Referring expression data:
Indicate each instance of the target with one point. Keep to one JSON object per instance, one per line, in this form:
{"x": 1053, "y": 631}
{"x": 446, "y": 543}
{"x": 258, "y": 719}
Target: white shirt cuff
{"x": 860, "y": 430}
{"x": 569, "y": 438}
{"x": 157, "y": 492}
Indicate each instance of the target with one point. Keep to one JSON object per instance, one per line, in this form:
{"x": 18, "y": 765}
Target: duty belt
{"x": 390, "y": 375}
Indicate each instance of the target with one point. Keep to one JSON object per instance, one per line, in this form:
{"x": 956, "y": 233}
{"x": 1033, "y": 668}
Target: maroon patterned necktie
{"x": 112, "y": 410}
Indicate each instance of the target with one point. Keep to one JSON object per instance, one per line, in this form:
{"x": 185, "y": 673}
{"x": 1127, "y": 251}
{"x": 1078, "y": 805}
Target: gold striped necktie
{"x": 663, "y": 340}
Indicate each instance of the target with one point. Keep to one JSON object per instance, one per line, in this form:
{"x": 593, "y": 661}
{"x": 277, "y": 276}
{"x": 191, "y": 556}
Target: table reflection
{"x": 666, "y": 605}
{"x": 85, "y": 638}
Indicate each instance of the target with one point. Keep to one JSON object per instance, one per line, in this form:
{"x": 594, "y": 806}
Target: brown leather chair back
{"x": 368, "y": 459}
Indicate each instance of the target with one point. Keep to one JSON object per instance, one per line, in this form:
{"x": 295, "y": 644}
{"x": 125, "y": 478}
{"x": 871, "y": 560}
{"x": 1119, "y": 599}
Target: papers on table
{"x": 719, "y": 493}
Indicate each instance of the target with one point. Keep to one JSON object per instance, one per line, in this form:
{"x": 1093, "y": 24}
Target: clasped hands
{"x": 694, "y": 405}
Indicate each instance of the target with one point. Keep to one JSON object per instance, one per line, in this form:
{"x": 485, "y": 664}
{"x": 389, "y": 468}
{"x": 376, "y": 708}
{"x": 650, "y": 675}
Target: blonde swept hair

(Description of the task):
Once you have read the entries, write them all out again exactly.

(Response to the task):
Indicate each instance of the target with one point. Keep to one JSON object per instance, one per line, in this form:
{"x": 1053, "y": 631}
{"x": 446, "y": 543}
{"x": 258, "y": 719}
Target: white shirt cuff
{"x": 860, "y": 430}
{"x": 569, "y": 438}
{"x": 157, "y": 492}
Indicate each instance of the target with one point. Keep to one JSON object per instance, one per line, in this form:
{"x": 18, "y": 765}
Target: duty belt
{"x": 390, "y": 375}
Indicate each instance of the target with one point. Keep to one JSON object per instance, one per line, in this form:
{"x": 956, "y": 233}
{"x": 1033, "y": 668}
Target: maroon patterned necktie
{"x": 112, "y": 410}
Indicate each instance of the target with one point. Keep to one JSON object per instance, one per line, in this form:
{"x": 185, "y": 673}
{"x": 1127, "y": 251}
{"x": 1078, "y": 805}
Target: gold striped necktie
{"x": 663, "y": 340}
Indicate each instance of the target with one point. Keep to one JSON object per instance, one per line, in this form:
{"x": 593, "y": 661}
{"x": 277, "y": 276}
{"x": 191, "y": 556}
Target: table reflection
{"x": 666, "y": 605}
{"x": 85, "y": 638}
Indicate each instance of the target with one point. Keep to one JSON object per instance, one per line, in this form:
{"x": 594, "y": 806}
Target: brown leather chair back
{"x": 368, "y": 459}
Indicate each instance of the target with one point. Keep to one JSON object per instance, one per line, in this form:
{"x": 295, "y": 644}
{"x": 125, "y": 478}
{"x": 871, "y": 560}
{"x": 1119, "y": 599}
Target: papers on table
{"x": 719, "y": 493}
Indicate each instance of the target with one point. Keep to one JSON object per instance, one per line, in this form:
{"x": 1093, "y": 24}
Target: clasped hands
{"x": 694, "y": 405}
Indicate each instance of the target with one point. Keep to one JSON object per instance, one per line, in this form:
{"x": 485, "y": 664}
{"x": 389, "y": 468}
{"x": 376, "y": 708}
{"x": 650, "y": 675}
Target: blonde swept hair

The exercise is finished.